## Work to be completed
Of the entries below, return exactly those lines that fall between the one containing "Task: Where can the light" and the one containing "Target: dark eyebrow", the two end lines included.

## Dataset records
---+---

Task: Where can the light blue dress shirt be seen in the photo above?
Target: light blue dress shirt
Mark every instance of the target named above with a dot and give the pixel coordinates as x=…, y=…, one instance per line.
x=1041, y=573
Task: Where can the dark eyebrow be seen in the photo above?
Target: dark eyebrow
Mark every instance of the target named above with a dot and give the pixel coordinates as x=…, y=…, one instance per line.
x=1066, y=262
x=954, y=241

---+---

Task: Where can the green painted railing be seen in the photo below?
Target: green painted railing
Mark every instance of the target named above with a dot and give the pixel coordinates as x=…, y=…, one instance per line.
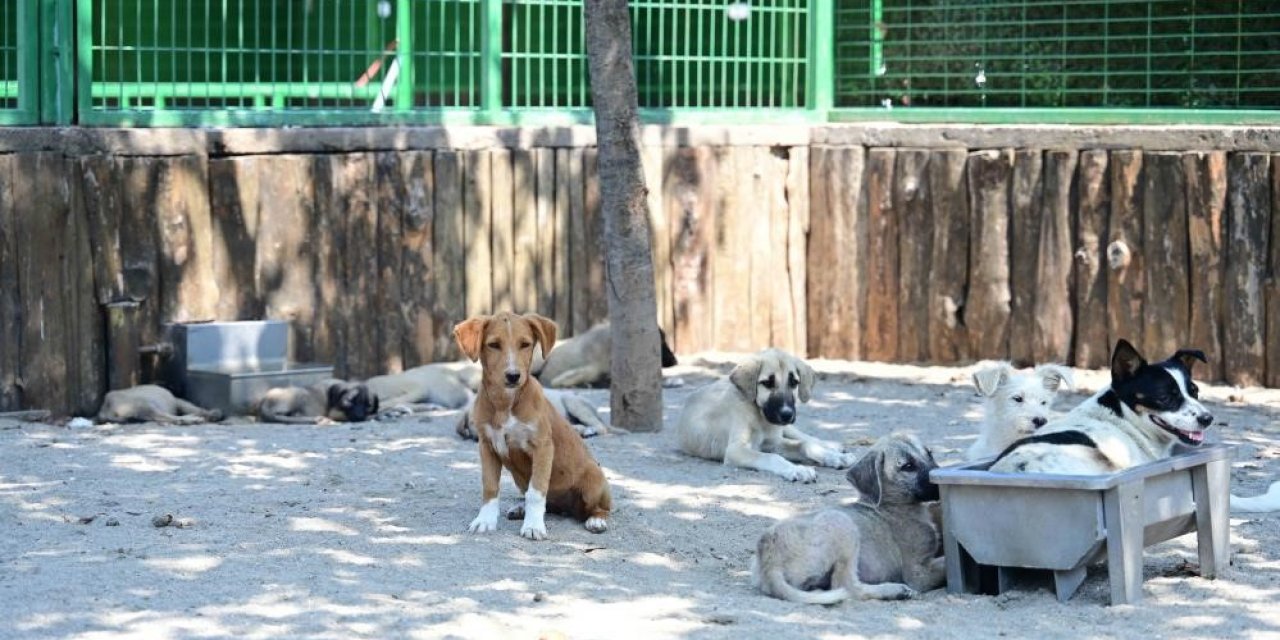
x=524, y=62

---+---

## Your solution
Task: Where can the light blue dress shirt be seen in the photo above?
Target: light blue dress shirt
Mark every instance of the target named above with a dot and give the pixel coordinates as x=…, y=…, one instance per line.
x=1041, y=573
Task: Where can the dark eyebrow be seen in the photo above?
Target: dark eyebrow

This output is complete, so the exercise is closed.